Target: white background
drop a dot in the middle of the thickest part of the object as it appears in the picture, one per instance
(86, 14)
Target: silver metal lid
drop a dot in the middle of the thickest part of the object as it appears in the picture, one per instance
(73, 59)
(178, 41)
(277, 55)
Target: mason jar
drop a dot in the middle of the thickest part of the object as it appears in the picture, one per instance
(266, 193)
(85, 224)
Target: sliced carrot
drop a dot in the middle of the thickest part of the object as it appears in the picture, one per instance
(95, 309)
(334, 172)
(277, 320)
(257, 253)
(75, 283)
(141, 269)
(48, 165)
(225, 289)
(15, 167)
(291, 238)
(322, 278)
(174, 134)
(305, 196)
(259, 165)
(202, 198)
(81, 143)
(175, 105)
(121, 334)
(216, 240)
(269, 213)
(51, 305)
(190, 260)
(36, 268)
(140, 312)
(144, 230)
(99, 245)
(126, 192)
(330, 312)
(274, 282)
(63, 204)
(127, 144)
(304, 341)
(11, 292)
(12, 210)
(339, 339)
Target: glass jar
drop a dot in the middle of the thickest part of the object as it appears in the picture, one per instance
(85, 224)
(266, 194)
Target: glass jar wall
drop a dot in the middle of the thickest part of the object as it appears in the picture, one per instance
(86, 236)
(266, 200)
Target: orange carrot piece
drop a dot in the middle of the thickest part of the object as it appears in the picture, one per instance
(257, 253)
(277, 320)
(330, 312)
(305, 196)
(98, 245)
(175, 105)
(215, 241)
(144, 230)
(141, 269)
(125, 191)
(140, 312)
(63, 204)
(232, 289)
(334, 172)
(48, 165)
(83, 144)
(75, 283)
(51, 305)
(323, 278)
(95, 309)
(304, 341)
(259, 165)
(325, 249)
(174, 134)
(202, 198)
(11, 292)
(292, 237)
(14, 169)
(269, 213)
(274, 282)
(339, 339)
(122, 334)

**BRIEF**
This exercise asks for the line with "Target: silver metal lid" and all lines after it through the end of the records above, retyped exactly and with nothing else.

**EXPECTED OUTPUT**
Target: silver metal lid
drop a dot in the middle of the thickest part of the object as it appears in the picture, one per instance
(73, 59)
(178, 41)
(277, 55)
Target: mason jar
drop a dot in the middle of the thickest part of the object as it appears in the picture, one per instance
(266, 193)
(85, 224)
Target: sliced carrot
drop a dot in the middle of the thickest part of the object as it appears in the picture, one per instance
(95, 309)
(334, 172)
(277, 320)
(257, 253)
(75, 283)
(141, 269)
(48, 165)
(225, 289)
(15, 167)
(291, 238)
(322, 278)
(174, 134)
(305, 196)
(259, 165)
(202, 198)
(81, 143)
(175, 105)
(121, 334)
(216, 240)
(269, 213)
(51, 305)
(190, 260)
(36, 268)
(140, 312)
(144, 230)
(99, 245)
(126, 192)
(330, 312)
(274, 282)
(63, 204)
(127, 144)
(304, 341)
(11, 292)
(12, 210)
(339, 339)
Target: glass jar
drop a dot in the middle of the thickest part of the object as it appears in the picture, one per instance
(85, 224)
(266, 194)
Target: glass jar wall
drop a dot in the middle of the thickest part of the object as it appears in the picture, one per instance
(86, 236)
(266, 200)
Target: orange carrot piece
drop a dot in the middle of the thickest part of the object as it appears in the picture, one per instance
(257, 253)
(277, 320)
(330, 312)
(305, 196)
(98, 245)
(175, 105)
(215, 241)
(144, 230)
(141, 269)
(125, 191)
(140, 312)
(63, 204)
(232, 289)
(334, 172)
(48, 165)
(83, 144)
(75, 283)
(51, 305)
(323, 278)
(95, 309)
(304, 341)
(259, 165)
(325, 249)
(174, 134)
(202, 198)
(11, 292)
(292, 237)
(14, 169)
(269, 213)
(274, 282)
(339, 339)
(122, 334)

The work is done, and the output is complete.